#### EXERCISE PROMPT:
Among the entries below, set out the lines from the one containing "Where can you see the standing" up to and including the one containing "Where can you see the white" as a JSON list of strings. Use one string per line and leave out blank lines.

#### DATA FOR THIS EXERCISE:
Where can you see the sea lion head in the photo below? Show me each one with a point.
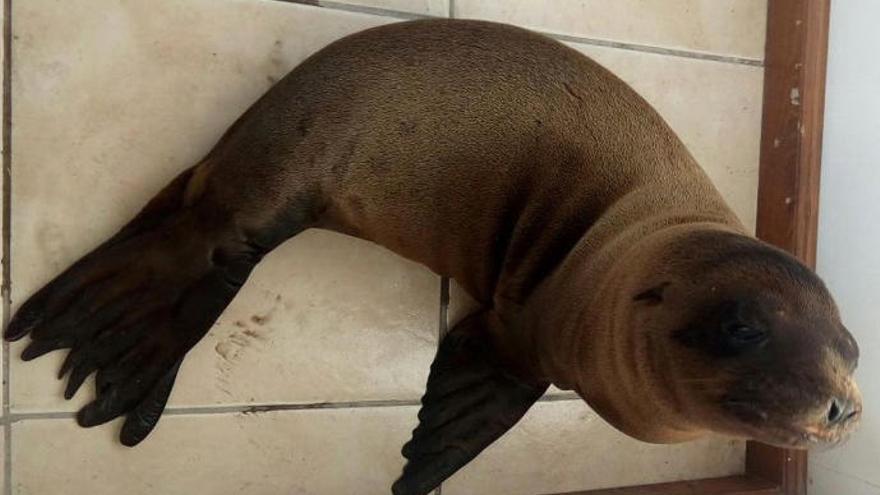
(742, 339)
...
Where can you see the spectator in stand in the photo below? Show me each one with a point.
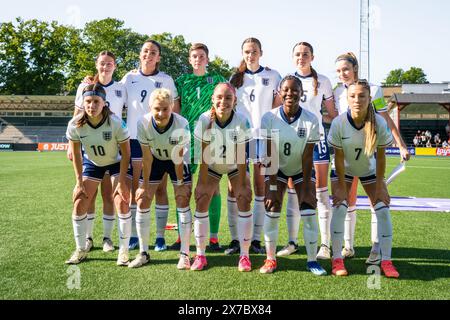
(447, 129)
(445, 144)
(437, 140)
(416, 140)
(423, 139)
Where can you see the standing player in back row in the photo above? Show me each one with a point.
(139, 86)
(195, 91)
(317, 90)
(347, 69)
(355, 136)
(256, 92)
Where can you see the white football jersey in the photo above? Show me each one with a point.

#### FULL ANSWER:
[
  "Where can you see the standing player in back row in the photo above? Show me each one with a point.",
  "(139, 86)",
  "(195, 91)",
  "(317, 90)",
  "(347, 69)",
  "(355, 136)",
  "(256, 92)",
  "Where can you see the white football jersey in the photo above? Show me each one with a point."
]